• **HOW TO COMPLETE THIS TASK**
Look below for the line with "Target: snow covered ground". Extract that line and each one after it through the last, word for word.

• **SOURCE MATERIAL**
================================

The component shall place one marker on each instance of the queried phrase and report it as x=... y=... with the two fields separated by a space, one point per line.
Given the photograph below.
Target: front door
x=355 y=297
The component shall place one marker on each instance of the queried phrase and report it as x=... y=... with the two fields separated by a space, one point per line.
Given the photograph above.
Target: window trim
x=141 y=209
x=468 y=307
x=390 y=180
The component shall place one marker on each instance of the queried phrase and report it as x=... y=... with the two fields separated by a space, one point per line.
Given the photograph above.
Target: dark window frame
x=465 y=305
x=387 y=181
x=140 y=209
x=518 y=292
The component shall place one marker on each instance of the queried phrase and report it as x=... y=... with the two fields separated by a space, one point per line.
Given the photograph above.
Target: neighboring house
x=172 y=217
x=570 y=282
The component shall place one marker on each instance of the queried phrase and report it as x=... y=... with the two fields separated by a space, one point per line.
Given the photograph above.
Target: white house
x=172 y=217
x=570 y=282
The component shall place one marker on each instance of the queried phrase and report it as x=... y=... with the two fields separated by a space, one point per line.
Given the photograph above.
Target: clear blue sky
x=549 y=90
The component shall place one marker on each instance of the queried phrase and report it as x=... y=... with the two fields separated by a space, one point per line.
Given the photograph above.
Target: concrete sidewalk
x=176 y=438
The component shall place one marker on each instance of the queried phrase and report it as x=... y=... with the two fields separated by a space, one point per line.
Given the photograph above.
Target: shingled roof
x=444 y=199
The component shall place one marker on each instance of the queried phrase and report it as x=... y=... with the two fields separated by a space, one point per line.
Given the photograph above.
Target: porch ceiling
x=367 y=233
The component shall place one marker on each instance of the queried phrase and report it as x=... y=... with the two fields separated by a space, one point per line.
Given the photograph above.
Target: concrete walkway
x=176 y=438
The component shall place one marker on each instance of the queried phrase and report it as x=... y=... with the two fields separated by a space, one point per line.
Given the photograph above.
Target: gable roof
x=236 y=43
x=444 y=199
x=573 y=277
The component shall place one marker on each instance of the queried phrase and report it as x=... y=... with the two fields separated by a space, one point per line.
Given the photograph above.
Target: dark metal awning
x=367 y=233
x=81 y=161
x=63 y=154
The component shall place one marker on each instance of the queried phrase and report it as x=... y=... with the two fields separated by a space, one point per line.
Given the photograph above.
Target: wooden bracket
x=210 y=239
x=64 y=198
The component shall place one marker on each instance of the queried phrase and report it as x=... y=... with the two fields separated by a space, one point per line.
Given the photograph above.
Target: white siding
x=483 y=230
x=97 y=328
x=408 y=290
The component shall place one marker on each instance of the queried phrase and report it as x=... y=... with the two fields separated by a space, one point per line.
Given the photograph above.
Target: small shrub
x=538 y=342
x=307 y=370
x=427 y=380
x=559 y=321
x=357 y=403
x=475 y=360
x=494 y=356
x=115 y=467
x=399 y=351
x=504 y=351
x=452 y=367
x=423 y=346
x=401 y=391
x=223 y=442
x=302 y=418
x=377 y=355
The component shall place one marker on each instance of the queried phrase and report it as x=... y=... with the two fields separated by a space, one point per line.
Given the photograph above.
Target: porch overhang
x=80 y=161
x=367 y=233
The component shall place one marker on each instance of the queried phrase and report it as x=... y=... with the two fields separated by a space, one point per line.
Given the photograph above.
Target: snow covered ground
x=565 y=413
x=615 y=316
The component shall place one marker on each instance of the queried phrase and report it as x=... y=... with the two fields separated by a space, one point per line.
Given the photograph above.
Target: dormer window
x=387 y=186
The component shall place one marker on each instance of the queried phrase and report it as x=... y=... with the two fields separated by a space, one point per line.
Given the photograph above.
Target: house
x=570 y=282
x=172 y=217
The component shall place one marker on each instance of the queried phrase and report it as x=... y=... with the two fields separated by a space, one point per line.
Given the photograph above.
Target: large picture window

================================

• **RESULT OF THE TASK**
Target: snow covered ground
x=565 y=413
x=615 y=316
The component shall place one marker on each instance of the queried phrase and report it as x=... y=... with the two fields separated by a space, one point per line.
Given the photograph above.
Target: dormer window
x=387 y=186
The component shall place one marker on each instance of the queried phrase and report it as x=... y=... with the two fields separated by a space, one point per line.
Given the photograph above.
Target: house
x=570 y=282
x=172 y=217
The component shall place one marker on each instance of the queried phrase and report it as x=... y=... with the two fields separated by a space, one point per line.
Given the photograph above.
Target: large picture window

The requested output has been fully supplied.